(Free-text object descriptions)
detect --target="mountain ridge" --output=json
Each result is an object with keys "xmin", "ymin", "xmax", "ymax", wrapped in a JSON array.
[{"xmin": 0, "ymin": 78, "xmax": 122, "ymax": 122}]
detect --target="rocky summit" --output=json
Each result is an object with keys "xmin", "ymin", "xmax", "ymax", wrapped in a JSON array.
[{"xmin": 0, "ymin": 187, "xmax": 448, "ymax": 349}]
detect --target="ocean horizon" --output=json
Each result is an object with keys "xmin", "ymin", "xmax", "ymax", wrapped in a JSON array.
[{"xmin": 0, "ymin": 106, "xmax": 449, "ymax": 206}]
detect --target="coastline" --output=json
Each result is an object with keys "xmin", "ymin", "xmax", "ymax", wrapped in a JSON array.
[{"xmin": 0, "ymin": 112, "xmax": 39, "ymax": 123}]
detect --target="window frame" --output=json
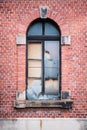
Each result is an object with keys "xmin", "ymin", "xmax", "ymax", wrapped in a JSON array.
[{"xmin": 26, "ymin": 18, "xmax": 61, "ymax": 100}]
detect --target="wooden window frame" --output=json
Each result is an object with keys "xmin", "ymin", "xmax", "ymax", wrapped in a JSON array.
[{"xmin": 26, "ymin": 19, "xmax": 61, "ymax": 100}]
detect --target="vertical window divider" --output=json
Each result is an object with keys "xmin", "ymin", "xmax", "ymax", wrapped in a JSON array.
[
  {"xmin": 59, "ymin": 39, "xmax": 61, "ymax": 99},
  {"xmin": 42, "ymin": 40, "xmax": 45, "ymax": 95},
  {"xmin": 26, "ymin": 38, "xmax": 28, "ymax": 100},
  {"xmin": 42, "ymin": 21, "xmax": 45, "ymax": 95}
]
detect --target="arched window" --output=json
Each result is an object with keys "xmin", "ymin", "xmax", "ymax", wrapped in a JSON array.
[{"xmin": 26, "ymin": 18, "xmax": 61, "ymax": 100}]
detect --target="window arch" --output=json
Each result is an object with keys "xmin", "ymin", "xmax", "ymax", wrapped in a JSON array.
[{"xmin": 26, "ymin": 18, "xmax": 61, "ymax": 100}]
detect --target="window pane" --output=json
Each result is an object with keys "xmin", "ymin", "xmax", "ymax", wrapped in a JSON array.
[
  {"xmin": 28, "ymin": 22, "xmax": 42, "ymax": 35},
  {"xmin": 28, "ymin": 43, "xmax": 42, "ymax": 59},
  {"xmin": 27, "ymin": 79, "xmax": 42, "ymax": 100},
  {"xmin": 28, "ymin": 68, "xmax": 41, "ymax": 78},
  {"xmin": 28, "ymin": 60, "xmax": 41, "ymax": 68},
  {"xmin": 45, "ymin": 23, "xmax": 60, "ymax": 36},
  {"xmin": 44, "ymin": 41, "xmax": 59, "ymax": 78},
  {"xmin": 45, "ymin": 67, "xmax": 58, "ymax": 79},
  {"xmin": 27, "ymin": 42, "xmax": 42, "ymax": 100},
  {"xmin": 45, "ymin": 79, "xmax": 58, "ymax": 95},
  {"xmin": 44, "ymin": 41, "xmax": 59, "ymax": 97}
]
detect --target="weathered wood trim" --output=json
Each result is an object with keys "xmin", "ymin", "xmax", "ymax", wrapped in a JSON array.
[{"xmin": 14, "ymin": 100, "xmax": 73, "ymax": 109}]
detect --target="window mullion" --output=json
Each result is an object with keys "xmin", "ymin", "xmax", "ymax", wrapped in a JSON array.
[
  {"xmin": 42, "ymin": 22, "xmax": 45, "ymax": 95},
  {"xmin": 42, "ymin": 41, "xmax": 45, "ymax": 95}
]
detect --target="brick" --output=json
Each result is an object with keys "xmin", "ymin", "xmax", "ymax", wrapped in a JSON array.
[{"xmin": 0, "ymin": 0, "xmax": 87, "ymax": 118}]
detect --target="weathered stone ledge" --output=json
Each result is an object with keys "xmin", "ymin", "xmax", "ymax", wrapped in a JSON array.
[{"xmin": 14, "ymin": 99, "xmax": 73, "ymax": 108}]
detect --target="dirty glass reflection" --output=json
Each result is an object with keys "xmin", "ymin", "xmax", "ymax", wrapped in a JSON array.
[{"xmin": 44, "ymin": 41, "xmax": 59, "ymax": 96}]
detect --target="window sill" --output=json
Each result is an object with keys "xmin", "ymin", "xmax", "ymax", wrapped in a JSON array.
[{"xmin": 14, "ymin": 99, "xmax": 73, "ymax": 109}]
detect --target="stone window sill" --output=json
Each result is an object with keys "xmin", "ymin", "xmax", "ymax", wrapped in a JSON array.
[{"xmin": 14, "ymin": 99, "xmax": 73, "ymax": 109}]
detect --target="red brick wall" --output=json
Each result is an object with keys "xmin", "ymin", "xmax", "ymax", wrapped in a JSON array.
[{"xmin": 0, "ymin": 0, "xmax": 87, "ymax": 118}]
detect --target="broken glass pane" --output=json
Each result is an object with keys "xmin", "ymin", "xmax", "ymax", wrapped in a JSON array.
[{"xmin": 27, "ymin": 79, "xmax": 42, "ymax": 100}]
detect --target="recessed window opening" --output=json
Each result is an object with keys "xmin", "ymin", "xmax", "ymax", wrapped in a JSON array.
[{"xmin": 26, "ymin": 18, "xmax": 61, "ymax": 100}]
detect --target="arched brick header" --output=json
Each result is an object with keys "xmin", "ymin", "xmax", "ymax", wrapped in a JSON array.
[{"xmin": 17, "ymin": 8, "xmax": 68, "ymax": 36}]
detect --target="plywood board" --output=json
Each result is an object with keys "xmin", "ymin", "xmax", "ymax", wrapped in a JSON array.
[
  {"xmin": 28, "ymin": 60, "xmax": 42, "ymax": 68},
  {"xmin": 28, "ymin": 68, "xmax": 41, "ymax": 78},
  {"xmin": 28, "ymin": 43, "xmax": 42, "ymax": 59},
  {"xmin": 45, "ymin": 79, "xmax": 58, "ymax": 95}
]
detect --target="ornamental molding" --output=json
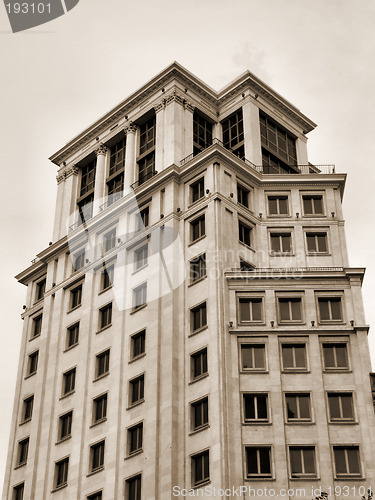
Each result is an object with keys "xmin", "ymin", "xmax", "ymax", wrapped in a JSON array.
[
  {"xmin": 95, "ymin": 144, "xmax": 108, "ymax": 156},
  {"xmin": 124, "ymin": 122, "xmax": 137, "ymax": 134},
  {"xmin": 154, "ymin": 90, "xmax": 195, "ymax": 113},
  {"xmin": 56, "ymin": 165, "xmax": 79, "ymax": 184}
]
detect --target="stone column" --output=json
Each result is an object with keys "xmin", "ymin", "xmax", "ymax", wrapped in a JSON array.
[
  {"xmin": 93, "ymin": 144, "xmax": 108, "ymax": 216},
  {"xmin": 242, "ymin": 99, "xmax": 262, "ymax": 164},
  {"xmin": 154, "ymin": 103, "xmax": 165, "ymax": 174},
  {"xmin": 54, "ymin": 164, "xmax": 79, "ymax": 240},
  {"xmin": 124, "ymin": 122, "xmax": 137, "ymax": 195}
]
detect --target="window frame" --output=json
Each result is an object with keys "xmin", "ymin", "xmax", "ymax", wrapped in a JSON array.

==

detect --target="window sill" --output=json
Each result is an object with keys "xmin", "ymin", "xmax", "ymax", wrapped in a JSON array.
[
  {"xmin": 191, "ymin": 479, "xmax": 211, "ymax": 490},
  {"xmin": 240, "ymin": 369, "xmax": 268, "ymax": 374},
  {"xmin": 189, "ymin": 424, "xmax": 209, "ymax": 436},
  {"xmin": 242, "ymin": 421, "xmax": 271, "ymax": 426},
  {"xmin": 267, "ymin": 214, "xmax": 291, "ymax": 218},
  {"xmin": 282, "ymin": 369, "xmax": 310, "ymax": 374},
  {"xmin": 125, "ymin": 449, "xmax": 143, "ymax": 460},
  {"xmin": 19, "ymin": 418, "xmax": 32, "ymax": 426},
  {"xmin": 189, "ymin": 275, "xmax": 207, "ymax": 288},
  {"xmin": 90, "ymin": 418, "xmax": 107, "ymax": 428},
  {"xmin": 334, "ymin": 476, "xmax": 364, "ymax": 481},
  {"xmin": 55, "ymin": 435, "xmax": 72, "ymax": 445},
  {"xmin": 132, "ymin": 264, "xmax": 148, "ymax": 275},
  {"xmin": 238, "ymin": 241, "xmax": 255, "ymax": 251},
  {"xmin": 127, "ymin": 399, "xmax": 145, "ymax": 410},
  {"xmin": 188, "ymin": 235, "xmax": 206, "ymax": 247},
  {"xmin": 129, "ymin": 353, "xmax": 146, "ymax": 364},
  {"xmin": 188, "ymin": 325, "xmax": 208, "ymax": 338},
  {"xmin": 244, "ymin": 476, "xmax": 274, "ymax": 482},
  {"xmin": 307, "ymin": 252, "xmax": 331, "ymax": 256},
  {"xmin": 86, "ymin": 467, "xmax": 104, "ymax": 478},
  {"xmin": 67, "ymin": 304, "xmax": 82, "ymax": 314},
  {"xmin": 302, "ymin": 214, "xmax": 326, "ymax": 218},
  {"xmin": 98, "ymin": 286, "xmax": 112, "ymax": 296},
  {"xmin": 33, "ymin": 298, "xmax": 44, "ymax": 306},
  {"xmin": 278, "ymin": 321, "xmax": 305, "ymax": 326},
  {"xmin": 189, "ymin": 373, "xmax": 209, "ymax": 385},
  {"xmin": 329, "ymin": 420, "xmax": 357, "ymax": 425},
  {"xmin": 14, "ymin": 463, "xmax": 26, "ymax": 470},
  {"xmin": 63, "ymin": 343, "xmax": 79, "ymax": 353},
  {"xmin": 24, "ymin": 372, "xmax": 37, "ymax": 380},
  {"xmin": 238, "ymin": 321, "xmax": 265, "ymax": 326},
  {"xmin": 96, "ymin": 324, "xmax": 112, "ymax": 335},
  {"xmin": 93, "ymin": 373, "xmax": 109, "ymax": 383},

§ **WORK INSTRUCTION**
Lines with the word "brick": copy each one from the data above.

§ **TASK RESPONSE**
detect --target="brick" --output=json
detect --target="red brick wall" --output=json
detect --target="arched brick header" --output=json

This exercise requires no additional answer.